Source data
▽

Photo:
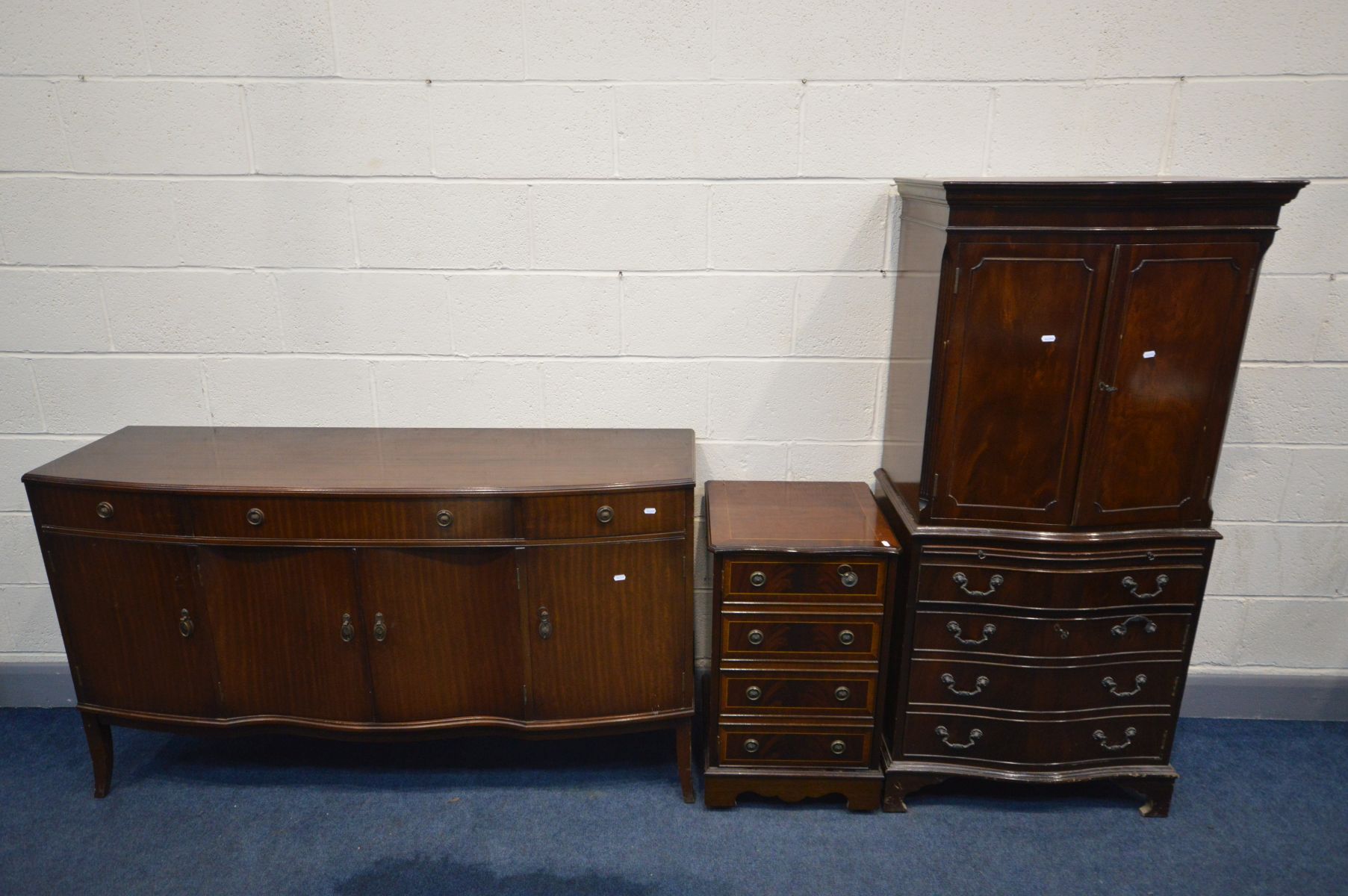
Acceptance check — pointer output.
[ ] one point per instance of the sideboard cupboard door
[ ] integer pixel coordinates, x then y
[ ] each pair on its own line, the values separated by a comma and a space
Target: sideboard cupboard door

△

▸ **OBJECTIVE**: Return every entry above line for line and unchanged, but leave out the pictures.

▸ **EXERCISE RESPONSE**:
Photo:
Acceptance check — pointer output.
[ ] one point per instance of the sideboard cupboard door
[ ] integer pixel coordinates, x then y
[ ] each pair on its own line, the values separated by a comma and a space
Target: sideboard cupboard door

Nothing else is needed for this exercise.